Request: Reproduce all the records with "even-odd rule" switched to "nonzero winding rule" and every other part kept the same. Leave the pictures out of your answer.

Begin Records for the exercise

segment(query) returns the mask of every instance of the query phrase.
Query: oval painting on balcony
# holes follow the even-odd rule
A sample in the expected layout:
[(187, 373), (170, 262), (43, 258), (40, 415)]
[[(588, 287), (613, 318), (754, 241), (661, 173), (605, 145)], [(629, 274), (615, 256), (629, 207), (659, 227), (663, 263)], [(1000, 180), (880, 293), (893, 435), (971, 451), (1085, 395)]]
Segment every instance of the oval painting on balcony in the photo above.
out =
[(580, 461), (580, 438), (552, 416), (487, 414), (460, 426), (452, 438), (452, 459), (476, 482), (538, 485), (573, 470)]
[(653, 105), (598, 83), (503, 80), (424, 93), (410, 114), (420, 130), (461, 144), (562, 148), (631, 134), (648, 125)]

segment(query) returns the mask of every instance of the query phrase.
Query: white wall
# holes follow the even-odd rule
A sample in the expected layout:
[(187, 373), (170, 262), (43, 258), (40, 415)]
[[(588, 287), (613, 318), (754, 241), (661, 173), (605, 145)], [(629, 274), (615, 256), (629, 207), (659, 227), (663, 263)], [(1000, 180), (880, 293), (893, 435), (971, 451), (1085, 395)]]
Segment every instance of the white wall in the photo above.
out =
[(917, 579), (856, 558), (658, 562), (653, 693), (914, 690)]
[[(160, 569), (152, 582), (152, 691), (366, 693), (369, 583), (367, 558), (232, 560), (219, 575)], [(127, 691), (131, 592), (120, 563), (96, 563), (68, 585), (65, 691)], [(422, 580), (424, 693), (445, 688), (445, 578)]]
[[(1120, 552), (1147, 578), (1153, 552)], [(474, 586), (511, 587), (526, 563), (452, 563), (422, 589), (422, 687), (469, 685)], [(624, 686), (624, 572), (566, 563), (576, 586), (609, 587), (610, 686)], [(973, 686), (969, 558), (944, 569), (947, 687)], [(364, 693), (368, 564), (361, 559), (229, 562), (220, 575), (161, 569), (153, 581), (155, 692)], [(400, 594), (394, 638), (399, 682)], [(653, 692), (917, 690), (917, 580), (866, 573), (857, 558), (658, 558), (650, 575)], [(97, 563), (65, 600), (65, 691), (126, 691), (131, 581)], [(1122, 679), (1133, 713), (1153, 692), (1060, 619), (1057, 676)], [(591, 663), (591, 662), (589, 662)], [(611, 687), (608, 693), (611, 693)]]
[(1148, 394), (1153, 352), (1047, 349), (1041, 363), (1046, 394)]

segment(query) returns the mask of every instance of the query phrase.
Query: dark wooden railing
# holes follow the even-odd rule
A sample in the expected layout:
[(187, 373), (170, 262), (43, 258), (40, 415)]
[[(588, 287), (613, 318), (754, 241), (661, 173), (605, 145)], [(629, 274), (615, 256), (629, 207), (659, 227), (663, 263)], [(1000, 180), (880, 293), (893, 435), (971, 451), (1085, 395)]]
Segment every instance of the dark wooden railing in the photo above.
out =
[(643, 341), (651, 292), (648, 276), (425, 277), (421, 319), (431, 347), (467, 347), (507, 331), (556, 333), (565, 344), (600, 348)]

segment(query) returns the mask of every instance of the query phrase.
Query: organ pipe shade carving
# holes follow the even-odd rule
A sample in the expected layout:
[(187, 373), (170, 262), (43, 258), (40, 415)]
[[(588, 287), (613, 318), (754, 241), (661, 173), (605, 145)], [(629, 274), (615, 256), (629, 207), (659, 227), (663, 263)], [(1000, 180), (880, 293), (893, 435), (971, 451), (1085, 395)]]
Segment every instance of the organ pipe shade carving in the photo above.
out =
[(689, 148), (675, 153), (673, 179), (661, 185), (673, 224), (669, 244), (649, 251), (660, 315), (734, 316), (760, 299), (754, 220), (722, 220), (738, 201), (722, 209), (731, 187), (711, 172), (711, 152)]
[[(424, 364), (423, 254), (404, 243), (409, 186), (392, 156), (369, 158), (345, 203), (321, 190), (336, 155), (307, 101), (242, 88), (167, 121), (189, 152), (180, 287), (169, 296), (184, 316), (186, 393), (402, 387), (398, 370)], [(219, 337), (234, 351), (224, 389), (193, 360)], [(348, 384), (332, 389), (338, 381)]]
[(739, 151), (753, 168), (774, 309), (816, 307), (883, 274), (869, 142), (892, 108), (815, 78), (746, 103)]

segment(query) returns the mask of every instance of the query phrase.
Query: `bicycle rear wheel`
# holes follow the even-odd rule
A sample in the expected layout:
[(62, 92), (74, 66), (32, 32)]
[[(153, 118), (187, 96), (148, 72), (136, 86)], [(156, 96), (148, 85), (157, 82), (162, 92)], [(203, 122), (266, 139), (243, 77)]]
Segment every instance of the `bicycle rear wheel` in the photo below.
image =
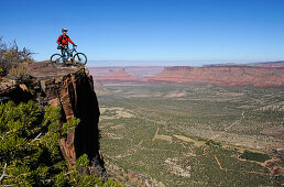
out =
[(84, 53), (77, 53), (74, 55), (73, 62), (75, 65), (84, 66), (87, 64), (87, 56)]
[(61, 54), (53, 54), (51, 57), (51, 64), (54, 67), (63, 66), (64, 65), (64, 58)]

End Records for the exercise

Exercise response:
segment(query) returns the mask of every instance of the query phrase.
Query: oval painting on balcony
# holes follow the nonzero winding rule
A sample in the expected layout:
[(187, 373), (170, 262), (43, 258), (40, 415)]
[[(588, 287), (613, 318), (754, 241), (661, 173), (605, 145)], [(629, 274), (615, 256), (629, 207), (659, 227), (663, 263)], [(1000, 180), (880, 293), (893, 435), (971, 451), (1085, 395)]]
Segment every instance of the oval painting on balcony in the photo above.
out =
[(580, 461), (580, 438), (552, 416), (487, 414), (460, 426), (452, 438), (452, 459), (476, 482), (538, 485), (573, 470)]
[(653, 105), (598, 83), (503, 80), (424, 93), (410, 114), (420, 130), (461, 144), (562, 148), (631, 134), (648, 125)]

segment(query) returns the mask of every instance of the query phrase.
Query: white wall
# holes follow the nonzero winding rule
A sample in the expected layout:
[(187, 373), (170, 262), (43, 258), (40, 415)]
[[(588, 287), (613, 318), (754, 241), (661, 173), (605, 145)], [(629, 274), (615, 256), (629, 207), (659, 227), (663, 263)], [(1000, 180), (880, 293), (893, 435), (971, 451), (1085, 395)]]
Segment every instance of the white wall in the photo above.
out =
[(917, 579), (856, 558), (658, 562), (653, 693), (914, 690)]
[[(160, 569), (152, 582), (152, 691), (366, 693), (369, 583), (367, 558), (232, 560), (219, 575)], [(127, 691), (131, 592), (120, 563), (96, 563), (68, 585), (65, 691)], [(422, 580), (424, 693), (445, 688), (445, 578)]]
[[(1120, 552), (1147, 578), (1153, 552)], [(474, 586), (511, 587), (526, 563), (452, 563), (422, 589), (422, 687), (469, 685)], [(624, 686), (624, 572), (566, 563), (576, 586), (609, 587), (610, 686)], [(973, 686), (969, 558), (944, 569), (947, 687)], [(364, 693), (368, 564), (361, 559), (229, 562), (220, 575), (161, 569), (153, 581), (155, 692)], [(400, 594), (394, 638), (399, 682)], [(653, 692), (917, 690), (917, 580), (866, 573), (857, 558), (658, 558), (650, 575)], [(97, 563), (65, 600), (65, 691), (126, 691), (131, 581)], [(1122, 679), (1133, 713), (1153, 692), (1060, 619), (1057, 676)], [(591, 663), (591, 662), (589, 662)], [(611, 687), (608, 693), (611, 693)]]
[(1148, 394), (1153, 352), (1047, 349), (1041, 363), (1046, 394)]

segment(query) returns the mask of every instance of the query phrase.
Query: dark wooden railing
# holes follow the nonzero winding rule
A sample in the expected layout:
[(187, 373), (170, 262), (43, 258), (40, 415)]
[[(588, 287), (613, 318), (754, 241), (661, 173), (605, 145)], [(629, 274), (615, 256), (629, 207), (659, 227), (663, 263)], [(1000, 180), (880, 293), (893, 435), (971, 451), (1085, 395)]]
Segment every instance of the dark wooden railing in the photo above.
out =
[(643, 341), (651, 292), (648, 276), (425, 277), (421, 319), (431, 347), (467, 347), (507, 331), (556, 333), (565, 344), (600, 348)]

segment(query) returns the mask of every instance of the query phrase.
Query: organ pipe shade carving
# holes follow the nonzero winding rule
A sample in the expected layout:
[(187, 373), (170, 262), (43, 258), (40, 415)]
[[(588, 287), (613, 318), (754, 241), (661, 173), (605, 145)], [(629, 274), (615, 256), (629, 207), (659, 227), (663, 263)], [(1000, 180), (880, 293), (893, 435), (971, 451), (1085, 395)]]
Segment every instance of the organ pipe shade carving in the photo above.
out =
[(689, 148), (675, 153), (673, 179), (661, 185), (673, 224), (669, 244), (649, 251), (660, 315), (734, 316), (760, 299), (754, 220), (722, 220), (738, 201), (722, 209), (731, 187), (711, 172), (711, 152)]
[[(424, 364), (423, 254), (404, 243), (409, 186), (392, 156), (369, 158), (345, 203), (321, 190), (336, 155), (307, 101), (242, 88), (167, 121), (189, 152), (180, 287), (169, 296), (184, 316), (186, 393), (402, 387), (398, 370)], [(219, 337), (234, 351), (224, 389), (193, 360)], [(348, 384), (332, 389), (338, 381)]]
[(739, 151), (753, 168), (774, 309), (816, 307), (883, 274), (869, 142), (892, 108), (815, 78), (746, 103)]

segment(query) returns the mask of every instance of the query phrase.
Query: `bicycle rear wheel`
# holes follow the nonzero winding rule
A sample in the expected layout:
[(62, 92), (74, 66), (32, 32)]
[[(153, 118), (187, 96), (148, 72), (136, 86)], [(156, 96), (148, 85), (157, 82), (162, 92)], [(203, 122), (266, 139), (243, 77)]]
Segment every instance of the `bicycle rear wheel` in the photo below.
image =
out =
[(84, 53), (77, 53), (74, 55), (73, 62), (75, 65), (84, 66), (87, 64), (87, 56)]
[(61, 54), (53, 54), (51, 57), (51, 64), (54, 67), (63, 66), (64, 65), (64, 58)]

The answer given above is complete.